▶ [Task instructions]: Show each line in the items below that contains the word "ground".

▶ [Records from a segmentation dataset]:
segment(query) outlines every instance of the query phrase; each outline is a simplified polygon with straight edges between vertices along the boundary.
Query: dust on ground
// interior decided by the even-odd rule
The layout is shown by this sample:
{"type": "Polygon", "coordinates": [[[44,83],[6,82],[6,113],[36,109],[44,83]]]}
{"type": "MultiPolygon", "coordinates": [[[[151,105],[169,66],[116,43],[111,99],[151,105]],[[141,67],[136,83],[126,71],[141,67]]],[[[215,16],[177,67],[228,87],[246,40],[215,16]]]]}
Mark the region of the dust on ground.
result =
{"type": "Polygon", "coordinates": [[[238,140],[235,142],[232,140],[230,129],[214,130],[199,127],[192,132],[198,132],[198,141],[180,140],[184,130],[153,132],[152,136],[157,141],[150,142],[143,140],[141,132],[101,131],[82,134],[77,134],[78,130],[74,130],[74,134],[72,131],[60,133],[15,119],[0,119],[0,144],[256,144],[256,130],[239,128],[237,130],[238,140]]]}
==
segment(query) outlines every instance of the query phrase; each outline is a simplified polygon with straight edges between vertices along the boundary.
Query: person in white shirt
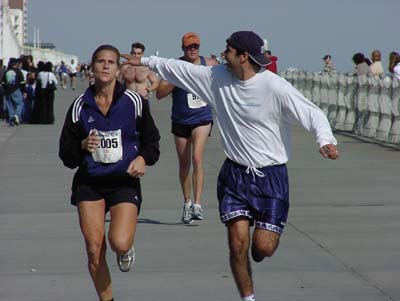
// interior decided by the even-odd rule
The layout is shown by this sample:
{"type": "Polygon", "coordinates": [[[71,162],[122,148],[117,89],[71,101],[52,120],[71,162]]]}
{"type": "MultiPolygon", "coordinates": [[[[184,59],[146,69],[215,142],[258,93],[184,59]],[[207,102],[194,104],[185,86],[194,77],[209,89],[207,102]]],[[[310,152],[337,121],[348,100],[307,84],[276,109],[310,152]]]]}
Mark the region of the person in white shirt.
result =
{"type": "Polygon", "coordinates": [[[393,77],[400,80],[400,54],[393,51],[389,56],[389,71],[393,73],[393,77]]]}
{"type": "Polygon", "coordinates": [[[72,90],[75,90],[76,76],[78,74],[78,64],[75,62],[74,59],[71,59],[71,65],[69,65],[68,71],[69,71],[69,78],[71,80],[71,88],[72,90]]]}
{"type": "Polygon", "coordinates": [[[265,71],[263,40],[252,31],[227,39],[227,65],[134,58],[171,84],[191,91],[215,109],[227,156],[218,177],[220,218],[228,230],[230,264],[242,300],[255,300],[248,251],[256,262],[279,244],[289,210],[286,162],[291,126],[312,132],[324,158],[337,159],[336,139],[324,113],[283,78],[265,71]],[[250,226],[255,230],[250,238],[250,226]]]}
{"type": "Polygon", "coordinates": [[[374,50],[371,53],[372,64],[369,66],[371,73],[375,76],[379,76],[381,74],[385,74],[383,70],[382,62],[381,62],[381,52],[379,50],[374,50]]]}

▶ [Task output]:
Query: dust on ground
Mark the region of the dust on ground.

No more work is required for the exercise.